[Exercise]
In the post below on categorizing continuous variables, how are the cutpoints for the predictor groups chosen?

[Passage for review]
-- Opening Marker --
Debate over categorizing continuous variables

In a comment to an entry linking to my paper on splitting a predictor at the upper quarter or third and the lower quarter or third, MV links to this article by Frank Harrell on problems caused by categorizing continuous variables:

1. Loss of power and loss of precision of estimated means, odds, hazards, etc.

2. Categorization assumes that the relationship between the predictor and the response is flat within intervals; this assumption is far less reasonable than a linearity assumption in most cases

. . .

12. A better approach that maximizes power and that only assumes a smooth relationship is to use a restricted cubic spline . . .

My reply:

I agree that it is typically more statistically efficient to use continuous predictors. But, if you are discretizing, our paper shows why it can be much more efficient to use three groups (thus, comparing “high” vs. “low”, excluding “middle”), rather than simply dichotomizing into high/low.

As discussed in the paper, we specify the cutpoints based on the proportion of data in each category of the predictor, x. We’re not estimating the cutpoints based on the outcome, y. (This handles points 7, 8, 9, and 10 of the Harrell article.)

We’re not assuming that the regression function is flat within intervals or discontinuous between intervals. We’re just making direct summaries and comparisons. That’s actually the point of our paper, that there are settings where these direct comparisons can be more easily interpretable.
-- Closing Marker --
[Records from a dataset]
-- Opening Marker --
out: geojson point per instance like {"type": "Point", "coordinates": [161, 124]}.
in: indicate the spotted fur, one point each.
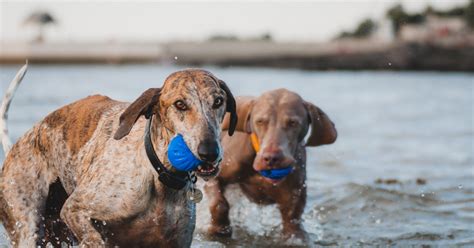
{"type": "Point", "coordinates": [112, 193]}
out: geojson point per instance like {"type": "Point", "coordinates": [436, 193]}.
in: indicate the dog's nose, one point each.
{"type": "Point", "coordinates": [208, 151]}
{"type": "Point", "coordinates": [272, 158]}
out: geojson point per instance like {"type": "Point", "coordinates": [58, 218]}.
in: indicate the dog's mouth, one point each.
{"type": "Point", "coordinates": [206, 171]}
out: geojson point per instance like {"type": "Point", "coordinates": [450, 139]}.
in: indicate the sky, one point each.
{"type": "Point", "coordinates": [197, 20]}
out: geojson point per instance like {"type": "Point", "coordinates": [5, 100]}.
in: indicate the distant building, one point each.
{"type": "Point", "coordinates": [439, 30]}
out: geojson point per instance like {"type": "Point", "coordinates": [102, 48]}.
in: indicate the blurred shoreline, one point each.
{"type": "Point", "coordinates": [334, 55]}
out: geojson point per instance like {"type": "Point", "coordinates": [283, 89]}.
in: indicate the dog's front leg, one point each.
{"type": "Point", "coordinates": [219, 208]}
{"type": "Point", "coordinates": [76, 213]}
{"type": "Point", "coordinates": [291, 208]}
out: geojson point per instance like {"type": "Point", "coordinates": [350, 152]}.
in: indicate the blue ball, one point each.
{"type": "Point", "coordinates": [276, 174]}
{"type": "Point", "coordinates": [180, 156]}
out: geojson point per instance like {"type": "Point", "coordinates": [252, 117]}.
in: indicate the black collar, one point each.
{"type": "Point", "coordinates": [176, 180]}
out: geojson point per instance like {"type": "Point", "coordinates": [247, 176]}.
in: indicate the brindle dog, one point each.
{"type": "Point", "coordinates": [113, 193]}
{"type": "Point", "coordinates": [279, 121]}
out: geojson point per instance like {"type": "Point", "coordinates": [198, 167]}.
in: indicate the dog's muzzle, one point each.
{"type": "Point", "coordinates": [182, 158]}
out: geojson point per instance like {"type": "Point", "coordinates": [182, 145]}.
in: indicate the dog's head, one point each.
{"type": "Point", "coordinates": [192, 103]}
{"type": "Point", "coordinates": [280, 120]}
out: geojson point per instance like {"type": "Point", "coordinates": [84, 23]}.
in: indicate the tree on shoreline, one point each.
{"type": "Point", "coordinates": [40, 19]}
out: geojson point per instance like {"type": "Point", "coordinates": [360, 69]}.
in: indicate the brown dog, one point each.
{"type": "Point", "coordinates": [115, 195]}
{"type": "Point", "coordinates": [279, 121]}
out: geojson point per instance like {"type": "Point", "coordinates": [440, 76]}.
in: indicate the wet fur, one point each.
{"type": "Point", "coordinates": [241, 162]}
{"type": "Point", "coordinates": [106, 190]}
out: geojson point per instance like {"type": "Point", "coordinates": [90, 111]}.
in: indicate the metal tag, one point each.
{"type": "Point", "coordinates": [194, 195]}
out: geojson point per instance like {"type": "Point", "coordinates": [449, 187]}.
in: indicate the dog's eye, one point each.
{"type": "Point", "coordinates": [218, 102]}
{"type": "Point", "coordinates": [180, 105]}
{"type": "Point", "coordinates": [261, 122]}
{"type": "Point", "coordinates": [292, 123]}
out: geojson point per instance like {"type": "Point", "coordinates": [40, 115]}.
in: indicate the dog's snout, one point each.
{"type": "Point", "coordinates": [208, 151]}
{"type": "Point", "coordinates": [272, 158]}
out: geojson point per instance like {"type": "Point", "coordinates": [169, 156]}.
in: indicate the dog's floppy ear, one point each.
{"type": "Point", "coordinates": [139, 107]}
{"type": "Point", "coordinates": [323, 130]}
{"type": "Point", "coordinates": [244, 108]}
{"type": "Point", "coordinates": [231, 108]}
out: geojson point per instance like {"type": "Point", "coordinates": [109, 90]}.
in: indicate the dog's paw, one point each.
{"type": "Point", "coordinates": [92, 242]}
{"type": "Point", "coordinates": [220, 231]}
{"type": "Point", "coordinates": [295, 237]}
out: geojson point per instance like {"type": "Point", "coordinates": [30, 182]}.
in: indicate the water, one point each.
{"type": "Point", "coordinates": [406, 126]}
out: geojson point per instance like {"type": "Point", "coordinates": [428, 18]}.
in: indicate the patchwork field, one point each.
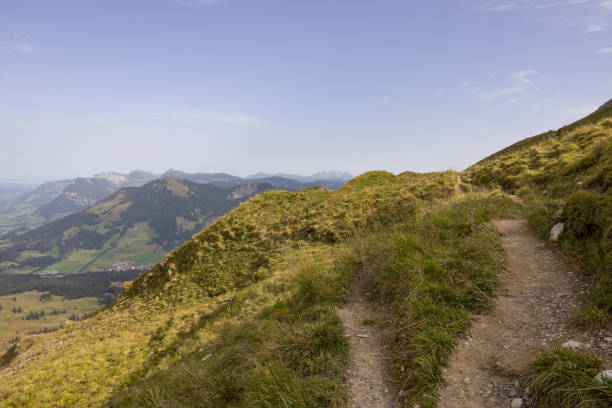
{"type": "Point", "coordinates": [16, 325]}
-- Closing Marker --
[Answer to the exercise]
They are based on the proportion of data in each category of the predictor, x, not estimated from the outcome, y.